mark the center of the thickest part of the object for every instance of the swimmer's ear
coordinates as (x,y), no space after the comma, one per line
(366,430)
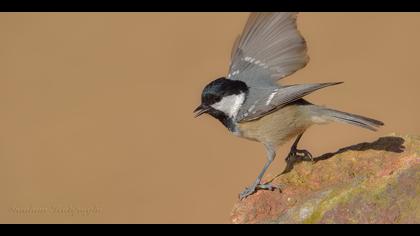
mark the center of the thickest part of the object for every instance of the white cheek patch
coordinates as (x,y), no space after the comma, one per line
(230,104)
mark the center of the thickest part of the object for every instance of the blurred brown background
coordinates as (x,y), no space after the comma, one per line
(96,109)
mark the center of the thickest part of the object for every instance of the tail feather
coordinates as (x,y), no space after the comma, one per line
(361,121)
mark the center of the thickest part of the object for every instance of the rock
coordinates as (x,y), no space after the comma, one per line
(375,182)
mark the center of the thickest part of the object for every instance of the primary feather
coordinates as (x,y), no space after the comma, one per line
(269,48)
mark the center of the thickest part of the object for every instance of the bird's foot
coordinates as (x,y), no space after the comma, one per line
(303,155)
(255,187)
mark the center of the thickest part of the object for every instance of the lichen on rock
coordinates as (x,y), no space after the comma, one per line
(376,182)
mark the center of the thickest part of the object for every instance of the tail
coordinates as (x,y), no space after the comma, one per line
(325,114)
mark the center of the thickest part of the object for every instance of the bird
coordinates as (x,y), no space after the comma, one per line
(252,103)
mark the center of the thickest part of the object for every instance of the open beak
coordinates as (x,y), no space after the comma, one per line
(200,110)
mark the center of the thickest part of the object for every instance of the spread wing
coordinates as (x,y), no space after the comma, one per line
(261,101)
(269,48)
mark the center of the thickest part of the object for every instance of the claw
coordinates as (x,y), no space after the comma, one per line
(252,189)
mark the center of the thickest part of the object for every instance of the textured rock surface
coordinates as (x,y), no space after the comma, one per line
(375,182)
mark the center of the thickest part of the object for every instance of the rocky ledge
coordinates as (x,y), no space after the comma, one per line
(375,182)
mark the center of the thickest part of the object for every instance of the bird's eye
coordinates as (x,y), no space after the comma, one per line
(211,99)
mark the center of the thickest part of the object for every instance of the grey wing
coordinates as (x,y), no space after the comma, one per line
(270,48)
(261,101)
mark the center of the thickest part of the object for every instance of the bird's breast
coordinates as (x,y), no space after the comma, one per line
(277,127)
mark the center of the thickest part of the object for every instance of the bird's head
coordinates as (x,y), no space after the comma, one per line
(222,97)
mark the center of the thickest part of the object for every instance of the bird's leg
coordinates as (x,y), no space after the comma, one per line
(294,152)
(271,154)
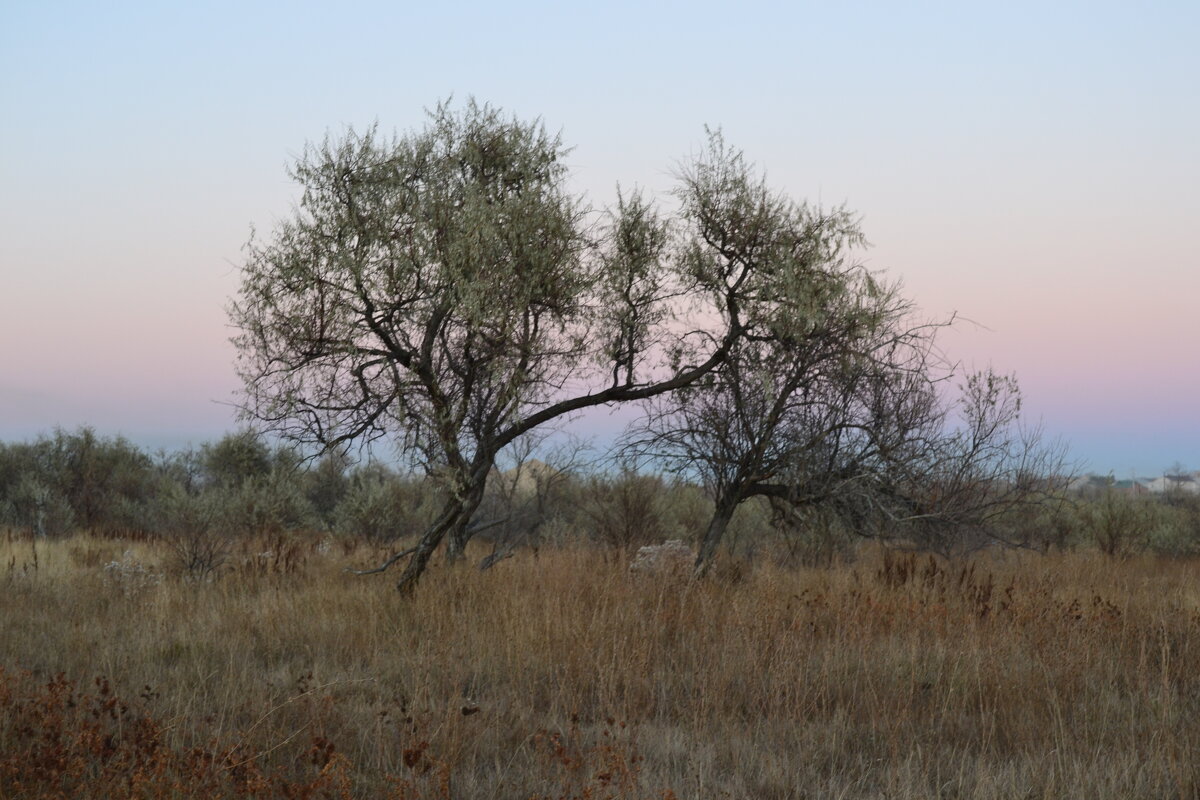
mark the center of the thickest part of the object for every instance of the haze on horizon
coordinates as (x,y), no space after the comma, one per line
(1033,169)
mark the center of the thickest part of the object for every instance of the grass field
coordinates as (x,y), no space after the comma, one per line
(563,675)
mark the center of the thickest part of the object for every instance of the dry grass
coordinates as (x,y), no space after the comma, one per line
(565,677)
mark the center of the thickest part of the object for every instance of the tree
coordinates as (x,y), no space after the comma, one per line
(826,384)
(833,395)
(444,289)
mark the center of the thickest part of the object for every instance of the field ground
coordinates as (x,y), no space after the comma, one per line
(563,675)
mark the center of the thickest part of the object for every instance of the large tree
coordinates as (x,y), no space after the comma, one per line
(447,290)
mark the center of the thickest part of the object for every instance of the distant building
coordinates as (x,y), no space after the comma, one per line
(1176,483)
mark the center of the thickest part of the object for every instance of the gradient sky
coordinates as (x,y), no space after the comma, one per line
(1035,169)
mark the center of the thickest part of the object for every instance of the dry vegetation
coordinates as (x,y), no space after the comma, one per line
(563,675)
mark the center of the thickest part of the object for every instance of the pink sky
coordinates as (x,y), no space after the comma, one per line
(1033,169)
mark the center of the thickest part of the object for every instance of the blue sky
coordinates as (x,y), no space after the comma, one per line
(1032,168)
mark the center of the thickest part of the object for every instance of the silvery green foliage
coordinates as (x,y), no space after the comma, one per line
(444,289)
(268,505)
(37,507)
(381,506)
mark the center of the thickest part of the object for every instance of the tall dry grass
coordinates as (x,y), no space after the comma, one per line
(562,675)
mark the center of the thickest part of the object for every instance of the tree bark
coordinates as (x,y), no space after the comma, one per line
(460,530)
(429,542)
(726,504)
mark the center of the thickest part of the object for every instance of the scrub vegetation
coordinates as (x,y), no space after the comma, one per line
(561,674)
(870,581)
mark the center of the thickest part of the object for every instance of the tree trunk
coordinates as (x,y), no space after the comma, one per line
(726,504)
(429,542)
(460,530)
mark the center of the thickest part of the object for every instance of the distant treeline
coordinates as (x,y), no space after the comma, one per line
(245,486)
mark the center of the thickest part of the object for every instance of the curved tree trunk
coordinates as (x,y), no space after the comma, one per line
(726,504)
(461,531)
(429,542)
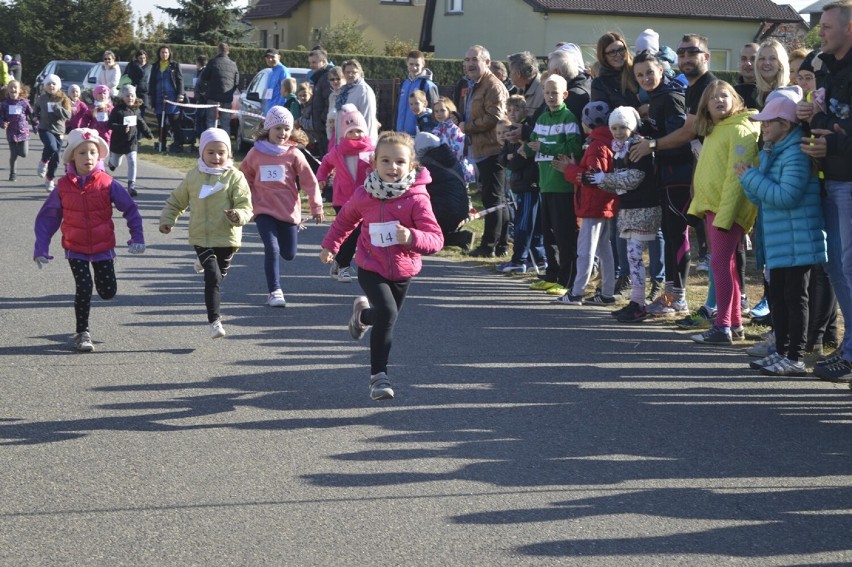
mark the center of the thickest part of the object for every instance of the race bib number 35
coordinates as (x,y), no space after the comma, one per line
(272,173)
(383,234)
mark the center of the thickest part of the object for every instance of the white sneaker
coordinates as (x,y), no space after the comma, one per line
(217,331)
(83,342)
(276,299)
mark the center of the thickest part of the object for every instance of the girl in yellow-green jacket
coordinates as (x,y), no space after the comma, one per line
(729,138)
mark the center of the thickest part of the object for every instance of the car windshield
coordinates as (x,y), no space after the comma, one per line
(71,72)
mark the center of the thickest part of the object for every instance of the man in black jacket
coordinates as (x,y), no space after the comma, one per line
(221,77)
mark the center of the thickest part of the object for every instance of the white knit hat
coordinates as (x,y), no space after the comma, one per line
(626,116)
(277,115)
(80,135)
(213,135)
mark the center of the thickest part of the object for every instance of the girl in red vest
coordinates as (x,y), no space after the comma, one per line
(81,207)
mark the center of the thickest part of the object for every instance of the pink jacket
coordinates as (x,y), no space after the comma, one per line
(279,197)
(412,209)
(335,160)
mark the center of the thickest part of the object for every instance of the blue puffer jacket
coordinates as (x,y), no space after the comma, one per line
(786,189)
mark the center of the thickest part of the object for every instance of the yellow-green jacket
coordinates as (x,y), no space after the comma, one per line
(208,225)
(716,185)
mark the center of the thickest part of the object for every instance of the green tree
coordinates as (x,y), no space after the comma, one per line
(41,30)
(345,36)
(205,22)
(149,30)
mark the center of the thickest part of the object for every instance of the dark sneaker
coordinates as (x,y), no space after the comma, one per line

┄┄┄┄┄┄┄┄┄┄┄┄┄┄┄┄┄┄┄┄

Problem to solve:
Quote the records above in full, dropping each picture.

Result of the task:
mark the center of the thickest part of the object for every instance of the swimmer's ear
coordinates as (x,y), no space after the comma, one per line
(366,430)
mark the center of the thickest part of the object for every instance of the white cheek patch
coordinates as (x,y), no space after the comma, one per line
(230,104)
mark the center of the thickest part of the object for every instance of the blurred brown background
coordinates as (x,y), no space after the comma, one per line
(96,109)
mark the center of the thickest part of the object for every instance of the tail feather
coordinates as (x,y), no space after the comma, one per line
(361,121)
mark the center of the thickest part of the object for every instance of the rock
coordinates as (x,y), no space after the comma, one per line
(375,182)
mark the center of the thickest part of the object for every instance of the primary feather
coordinates as (x,y), no space after the comma, one per line
(269,48)
mark the center of the thickest part of the object for every instance of the bird's foot
coordinates as (x,y), no space after the comma, one per line
(303,155)
(255,187)
mark the center of the thickest part of the object for every instance of the lichen on rock
coordinates as (x,y), no space after the comma, one per line
(376,182)
mark the center of the thickest part of the object for every instance of the tail
coordinates as (x,y), no space after the comma, one per line
(325,114)
mark the center of the thickest part of the object for every instance of the bird
coordinates as (x,y), no space after the comma, one per line
(252,103)
mark the center of the thickest part of the object for every instance of the open beak
coordinates as (x,y), no space after the comma, one per line
(200,110)
mark the center of the thickest part of the object for every instance of the spread wing
coordinates as (x,y), no space after the comma, one per line
(261,101)
(269,48)
mark the center of the thickest part of the object for every instance of the claw
coordinates as (x,y), no space after the comma, one per line
(252,189)
mark the center of the thickest part of the object for every instance of the textured rock surface
coordinates as (x,y), no space after the comma, one per line
(375,182)
mark the center of the thickest part of the object for every instance of the rocky ledge
coordinates as (x,y), no space after the comma, one per line
(375,182)
mark the center of the thickest part of the object for every instance of the bird's eye
coordinates as (x,y), no space after the comma, one per line
(211,99)
mark the center of the thickest part of the object for every instance of the grey wing
coordinates as (x,y), no space after the comma, one per line
(270,48)
(261,101)
mark the center of the thickest part of the object for every instance of the bird's breast
coordinates as (x,y), no space after the comma, one per line
(277,127)
mark the center of the thickest part of the object for every instance of the bird's head
coordinates as (x,y), no space after the comma, one per line
(222,97)
mark the center of the thickest part of the object for every instance of the bird's leg
coordinates as (x,y), no space after the comma, one per line
(294,152)
(271,154)
mark the center of the thickest part of the object for every instance of the haze on horizon
coordinates as (x,y), no space after the comma, one per line
(1033,169)
mark the center of the thickest part of the object for every instance of the grass field
coordinates as (x,y), no space after the comma, one per line
(563,675)
mark the center of the thickest part of the object for every instance of the dry grass
coordinates as (x,y), no space after the comma, one per line
(565,677)
mark the center of the thickest part of the object for every instance of the tree
coordinates as (x,y), no space after the comma, one per line
(826,384)
(833,395)
(444,289)
mark the center of the thickest part of the object for every instance of the field ground
coordinates as (x,y), no space after the comma, one per line
(563,675)
mark the center of the thickest part of the object for every instance of the large tree
coordinates as (x,y), no space after the comma, one per line
(447,290)
mark the center of the thickest part of the object for every instance of the distant building
coordinates as (x,y), no space after the comma, one per line
(1176,483)
mark the center of the thickest part of the object for every instance of the gradient sky
coordinates as (x,y), no space after the comma, one per line
(1035,169)
mark the center of the thickest part of the object for every instance of the dry vegetation
coordinates as (x,y), no space after the comma, one per line
(563,675)
mark the center of the thickest part of the object for every instance of the pink sky
coordinates as (x,y), no space after the comma, one per line
(1033,169)
mark the center of the thickest part of the object for every instance of the blue sky
coordinates as (x,y), no space after the comma, one per line
(1032,168)
mark the center of the thickest part of the object for every instance of the silvery green foliage
coordinates as (x,y), no space after the comma, one per line
(444,289)
(268,505)
(37,507)
(381,506)
mark the center of the thickest part of the object for every instance of the tall dry grass
coordinates as (x,y), no space after the comma, one per line
(562,675)
mark the center of the thickest part of the object for every instance of the tree bark
coordinates as (x,y), no space after the comma, one per line
(460,530)
(429,542)
(726,504)
mark the center of the thickest part of the object for every instance of the scrub vegetation
coordinates as (x,y), no space after the comma, one per line
(561,674)
(870,581)
mark the center of the thickest part of the object for every instance of the tree trunk
coordinates as (x,y), no space after the comma, one per line
(726,504)
(429,542)
(460,530)
mark the center of the thickest part of the object for every instance of the distant treeline
coordinates as (x,y), no space after the comma, one per line
(245,486)
mark the center of the thickest part of the object for every instance of the curved tree trunk
coordinates as (x,y), no space after the comma, one per line
(726,504)
(461,531)
(429,542)
mark the center of the thickest part of the object for every instance of the race bib number 35
coordinates as (x,y), no space after the comma, one per line
(272,173)
(383,234)
mark the center of the thickest part of the object for every instance of the white sneaker
coordinates as (x,y), no space after the comma, one per line
(217,331)
(83,342)
(276,299)
mark the center of the thickest part of the object for every instance of the girl in yellow-green jacket
coordinates as (x,y), no space after the comma, one per line
(729,138)
mark the center of the thickest part of the object for every instance of the car windshield
coordinates as (x,y), no space after the comma, one per line
(71,72)
mark the center of the thickest part of the object for every instance of the man in black jacket
coordinates as (x,y), no space after the comma, one per line
(221,77)
mark the center of the thickest part of the object for every instance of the white knit hat
coordinates as (x,y), no space after the comma, one per line
(626,116)
(277,115)
(80,135)
(213,135)
mark the center of the thickest part of the object for every instance of the girl in red vest
coordinates as (x,y), no space after the comma, one per line
(81,207)
mark the center of the thickest part of the object for every instance of the pink jacket
coordinates as (x,y), no space after the comma, one per line
(279,197)
(412,209)
(335,160)
mark the center of the thickest part of the object for every instance of the blue puffer jacket
coordinates as (x,y), no space after the comma, one per line
(786,189)
mark the center of the thickest part of the object for every instance of the yellow-green jacket
coordinates as (x,y), no space after the comma, one per line
(208,225)
(716,185)
mark the center of the thickest part of the object for every instance of the green tree
coordinates as (x,y), no space after the comma, one per line
(41,30)
(345,36)
(205,22)
(149,30)
mark the center of the thickest part of the object for every instance of the dark sneaker
coordinates as (x,y), no space after the comma, one per line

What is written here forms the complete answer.